Stored data
┌──

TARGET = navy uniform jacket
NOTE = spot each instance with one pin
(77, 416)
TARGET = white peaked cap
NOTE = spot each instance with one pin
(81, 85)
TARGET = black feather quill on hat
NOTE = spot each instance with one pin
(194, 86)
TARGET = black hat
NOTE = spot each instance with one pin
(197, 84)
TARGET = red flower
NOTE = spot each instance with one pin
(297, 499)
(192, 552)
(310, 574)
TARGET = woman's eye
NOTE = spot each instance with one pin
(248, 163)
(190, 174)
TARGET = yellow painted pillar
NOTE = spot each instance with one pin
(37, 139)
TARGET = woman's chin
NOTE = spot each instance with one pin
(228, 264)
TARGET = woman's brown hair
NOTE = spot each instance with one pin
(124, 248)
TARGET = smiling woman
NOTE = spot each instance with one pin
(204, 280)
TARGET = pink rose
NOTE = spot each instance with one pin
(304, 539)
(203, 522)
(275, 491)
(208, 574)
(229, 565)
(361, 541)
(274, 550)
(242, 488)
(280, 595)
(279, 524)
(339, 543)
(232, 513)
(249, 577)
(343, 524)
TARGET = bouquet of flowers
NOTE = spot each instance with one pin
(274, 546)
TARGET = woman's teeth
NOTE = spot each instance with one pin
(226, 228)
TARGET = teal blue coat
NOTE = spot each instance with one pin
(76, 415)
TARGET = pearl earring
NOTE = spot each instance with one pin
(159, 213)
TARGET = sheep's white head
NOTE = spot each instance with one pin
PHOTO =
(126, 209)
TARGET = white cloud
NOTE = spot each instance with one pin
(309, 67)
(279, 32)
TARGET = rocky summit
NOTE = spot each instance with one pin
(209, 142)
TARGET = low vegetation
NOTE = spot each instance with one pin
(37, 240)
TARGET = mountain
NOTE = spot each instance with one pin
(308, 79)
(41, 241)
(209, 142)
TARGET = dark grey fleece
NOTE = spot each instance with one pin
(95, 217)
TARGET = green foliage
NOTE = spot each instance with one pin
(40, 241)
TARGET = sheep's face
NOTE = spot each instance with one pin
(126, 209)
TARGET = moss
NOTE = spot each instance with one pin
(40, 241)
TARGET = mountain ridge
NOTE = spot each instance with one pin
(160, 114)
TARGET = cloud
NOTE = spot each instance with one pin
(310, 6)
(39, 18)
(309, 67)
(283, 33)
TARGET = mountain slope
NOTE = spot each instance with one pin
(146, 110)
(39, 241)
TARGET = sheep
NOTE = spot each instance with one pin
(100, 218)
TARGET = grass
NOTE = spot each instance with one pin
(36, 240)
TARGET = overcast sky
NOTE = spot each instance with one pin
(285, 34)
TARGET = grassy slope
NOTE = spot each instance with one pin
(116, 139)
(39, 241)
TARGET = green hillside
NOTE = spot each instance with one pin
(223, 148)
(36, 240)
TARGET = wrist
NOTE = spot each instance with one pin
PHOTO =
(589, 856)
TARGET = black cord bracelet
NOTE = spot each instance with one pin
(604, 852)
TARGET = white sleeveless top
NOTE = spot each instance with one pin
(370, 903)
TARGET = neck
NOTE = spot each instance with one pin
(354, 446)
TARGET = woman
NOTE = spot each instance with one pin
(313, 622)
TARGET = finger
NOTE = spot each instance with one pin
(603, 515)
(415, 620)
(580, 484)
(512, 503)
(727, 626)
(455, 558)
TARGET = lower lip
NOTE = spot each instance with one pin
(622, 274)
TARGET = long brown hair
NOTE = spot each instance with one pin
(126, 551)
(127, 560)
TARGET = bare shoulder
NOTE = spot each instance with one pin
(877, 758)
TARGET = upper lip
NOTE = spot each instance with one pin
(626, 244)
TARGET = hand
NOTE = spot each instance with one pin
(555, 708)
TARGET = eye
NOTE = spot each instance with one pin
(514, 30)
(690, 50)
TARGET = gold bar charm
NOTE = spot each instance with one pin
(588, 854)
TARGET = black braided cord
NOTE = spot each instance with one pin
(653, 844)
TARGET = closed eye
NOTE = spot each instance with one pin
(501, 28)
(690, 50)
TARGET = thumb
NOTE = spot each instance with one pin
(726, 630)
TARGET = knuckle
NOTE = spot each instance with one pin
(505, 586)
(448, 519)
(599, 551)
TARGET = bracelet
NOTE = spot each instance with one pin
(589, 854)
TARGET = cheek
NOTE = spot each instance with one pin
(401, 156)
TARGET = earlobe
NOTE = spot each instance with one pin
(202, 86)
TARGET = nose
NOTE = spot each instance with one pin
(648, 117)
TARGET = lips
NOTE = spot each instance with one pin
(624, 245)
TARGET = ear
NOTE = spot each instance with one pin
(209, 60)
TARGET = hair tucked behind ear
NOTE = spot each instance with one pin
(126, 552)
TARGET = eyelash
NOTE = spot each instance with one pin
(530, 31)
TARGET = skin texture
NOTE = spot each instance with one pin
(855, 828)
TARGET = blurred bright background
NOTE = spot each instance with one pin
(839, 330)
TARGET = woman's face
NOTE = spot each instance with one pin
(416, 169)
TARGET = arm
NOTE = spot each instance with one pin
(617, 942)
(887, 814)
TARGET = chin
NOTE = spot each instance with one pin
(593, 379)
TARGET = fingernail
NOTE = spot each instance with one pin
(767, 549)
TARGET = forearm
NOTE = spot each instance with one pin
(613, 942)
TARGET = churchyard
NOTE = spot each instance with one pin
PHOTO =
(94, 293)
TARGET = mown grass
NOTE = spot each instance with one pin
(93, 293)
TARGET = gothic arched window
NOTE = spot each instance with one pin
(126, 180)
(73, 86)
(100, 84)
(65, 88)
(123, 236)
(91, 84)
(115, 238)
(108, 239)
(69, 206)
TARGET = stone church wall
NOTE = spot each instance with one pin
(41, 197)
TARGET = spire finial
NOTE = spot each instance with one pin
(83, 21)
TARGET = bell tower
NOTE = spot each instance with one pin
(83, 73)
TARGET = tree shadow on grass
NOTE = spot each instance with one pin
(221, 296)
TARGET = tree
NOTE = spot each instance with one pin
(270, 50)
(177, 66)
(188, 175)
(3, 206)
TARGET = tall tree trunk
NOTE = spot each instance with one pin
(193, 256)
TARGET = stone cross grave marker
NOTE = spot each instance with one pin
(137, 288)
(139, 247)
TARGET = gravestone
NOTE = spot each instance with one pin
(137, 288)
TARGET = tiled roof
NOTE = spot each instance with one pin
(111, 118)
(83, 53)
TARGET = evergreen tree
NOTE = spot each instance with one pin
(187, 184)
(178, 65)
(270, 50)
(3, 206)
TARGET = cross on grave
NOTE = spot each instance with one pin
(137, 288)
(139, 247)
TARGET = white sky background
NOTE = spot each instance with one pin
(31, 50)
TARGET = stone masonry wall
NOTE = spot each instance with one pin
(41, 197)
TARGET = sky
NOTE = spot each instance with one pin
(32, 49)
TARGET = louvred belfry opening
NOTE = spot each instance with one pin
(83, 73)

└──

Task instructions: Set all the data down again, exactly as it reads above.

Task response:
TARGET = navy uniform jacket
NOTE = spot each instance with one pin
(77, 416)
TARGET = white peaked cap
NOTE = spot each instance with one pin
(81, 85)
TARGET = black feather quill on hat
NOTE = spot each instance with one pin
(194, 86)
TARGET = black hat
NOTE = spot each instance with one pin
(197, 84)
TARGET = red flower
NOTE = spot each instance with one pin
(297, 499)
(192, 552)
(310, 574)
TARGET = woman's eye
NOTE = spot each instance with one pin
(248, 163)
(190, 174)
TARGET = yellow painted pillar
NOTE = spot each instance with one pin
(37, 139)
TARGET = woman's chin
NOTE = spot each instance with one pin
(228, 264)
TARGET = woman's brown hair
NOTE = spot each instance with one pin
(124, 248)
TARGET = smiling woman
NOTE = spot each instance with one pin
(204, 280)
TARGET = pink rose
NOTE = spot each instance with one pin
(304, 539)
(203, 522)
(275, 491)
(208, 574)
(229, 565)
(361, 541)
(274, 550)
(242, 488)
(280, 595)
(279, 524)
(339, 543)
(232, 513)
(249, 577)
(343, 524)
TARGET = bouquet of flowers
NOTE = spot each instance with one pin
(274, 546)
TARGET = woman's teeth
NOTE = spot each instance with one pin
(226, 228)
TARGET = teal blue coat
NOTE = spot each instance with one pin
(76, 415)
TARGET = pearl earring
NOTE = spot each instance with one pin
(159, 213)
TARGET = sheep's white head
NOTE = spot each instance with one pin
PHOTO =
(126, 209)
TARGET = white cloud
NOTE = spot each instance with one pin
(309, 67)
(279, 32)
TARGET = rocky summit
NOTE = spot each instance with one pin
(209, 142)
TARGET = low vegetation
NOTE = spot each instance with one pin
(37, 240)
TARGET = mountain
NOTE = spot each instance with one pin
(308, 79)
(41, 241)
(209, 142)
TARGET = dark grey fleece
NOTE = spot each instance with one pin
(95, 217)
TARGET = green foliage
NOTE = spot each instance with one pin
(40, 241)
TARGET = sheep's face
NOTE = spot each instance with one pin
(126, 209)
TARGET = moss
NOTE = spot each instance with one pin
(40, 241)
TARGET = mountain ridge
NOTE = spot each instance with one pin
(160, 114)
TARGET = cloud
NOTE = spot each instance with one pin
(310, 6)
(39, 18)
(309, 67)
(283, 33)
TARGET = mountain slope
NOTE = spot each instance with one pin
(146, 110)
(39, 241)
TARGET = sheep
NOTE = spot each instance with one pin
(100, 218)
TARGET = grass
NOTE = spot each instance with one pin
(36, 240)
TARGET = overcast sky
NOTE = spot each instance with one pin
(285, 34)
TARGET = grassy slope
NOTE = spot each instance with one pin
(116, 139)
(39, 241)
TARGET = green hillside
NOTE = spot each instance with one pin
(223, 148)
(36, 240)
TARGET = wrist
NOTE = spot each instance with one pin
PHOTO =
(589, 856)
TARGET = black cord bracelet
NOTE = spot each instance with one pin
(604, 852)
TARGET = white sleeveless top
NOTE = spot each instance with one pin
(370, 903)
TARGET = neck
NOTE = spot each instance with one pin
(354, 446)
TARGET = woman
NOTE = spot each instance with one pin
(313, 622)
TARGET = finger
NOTE = spot each instance with one pin
(603, 515)
(415, 620)
(580, 484)
(512, 503)
(727, 626)
(455, 558)
TARGET = lower lip
NOTE = spot each instance with one pin
(622, 274)
TARGET = long brown hair
NOTE = spot each instance with one pin
(126, 551)
(127, 560)
TARGET = bare shoulder
NOTE = spot each instance with one pin
(877, 758)
TARGET = upper lip
NOTE = spot each instance with one pin
(626, 244)
TARGET = hand
NOTE = spot each instance with one pin
(555, 708)
TARGET = eye
NOTE = spot each instance with one pin
(514, 30)
(690, 50)
TARGET = gold bar charm
NOTE = spot each instance with one pin
(588, 854)
TARGET = black braided cord
NOTE = spot each instance with one pin
(653, 844)
TARGET = closed eye
NOTE = spot each instance with one pin
(501, 28)
(690, 50)
TARGET = thumb
NOTE = spot each instance with one pin
(726, 630)
TARGET = knuckle
NOTE = spot each instance with one pin
(505, 586)
(448, 519)
(599, 551)
TARGET = bracelet
NOTE = spot each instance with one pin
(589, 854)
TARGET = cheek
NOTE = spot each instance with one pin
(401, 156)
TARGET = earlobe
NOTE = spot each instance with one pin
(202, 86)
TARGET = nose
NOTE = spot each instance with one pin
(648, 117)
TARGET = lips
NOTE = spot each instance with one pin
(624, 245)
TARGET = ear
NOTE = spot each instance with one pin
(209, 60)
TARGET = hair tucked behind ear
NOTE = spot each instance with one pin
(126, 552)
TARGET = eyelash
NOTE = spot each instance with one pin
(530, 31)
TARGET = skin texture
NOTE = spot each instance with one pin
(855, 828)
TARGET = blurred bright background
NOTE = spot each instance with one pin
(839, 330)
TARGET = woman's face
NOTE = spot each instance with one pin
(416, 169)
TARGET = arm
NOTE = spot each instance with one pin
(617, 942)
(887, 814)
TARGET = chin
NOTE = spot each instance with one pin
(593, 379)
TARGET = fingernail
NOTE = spot each instance with one pin
(767, 549)
TARGET = forearm
NOTE = spot each instance with one pin
(613, 942)
TARGET = churchyard
NOTE = spot each instance with one pin
PHOTO =
(94, 293)
TARGET = mown grass
NOTE = spot each instance with one pin
(93, 293)
TARGET = gothic arched window
NOTE = spot each instance with one pin
(126, 180)
(73, 86)
(100, 84)
(65, 88)
(123, 236)
(91, 84)
(115, 238)
(108, 239)
(69, 206)
TARGET = stone church wall
NOTE = spot each instance with one pin
(41, 197)
TARGET = spire finial
NOTE = spot each instance with one pin
(83, 21)
TARGET = bell tower
NOTE = spot each instance with one pin
(83, 73)
TARGET = tree shadow on grass
NOTE = spot each instance with one pin
(221, 296)
TARGET = tree
NOTE = spot each instance with one pin
(270, 50)
(177, 66)
(188, 175)
(3, 206)
TARGET = tall tree trunk
NOTE = spot each instance with one pin
(193, 256)
TARGET = stone cross grave marker
NOTE = spot each instance with one pin
(137, 288)
(139, 247)
TARGET = gravestone
NOTE = spot each instance with one pin
(137, 288)
TARGET = tiled roof
NOTE = spot each instance with one pin
(111, 118)
(83, 53)
TARGET = evergreen tree
NOTE = spot each instance with one pin
(187, 184)
(178, 65)
(270, 50)
(3, 206)
TARGET = cross on grave
NOTE = spot each instance with one pin
(137, 288)
(139, 247)
TARGET = white sky background
NOTE = spot each instance with one pin
(31, 50)
TARGET = stone masonry wall
NOTE = spot each instance with one pin
(41, 197)
TARGET = sky
NOTE = spot each instance with one pin
(32, 49)
TARGET = louvred belfry opening
NOTE = spot each instance with one pin
(83, 73)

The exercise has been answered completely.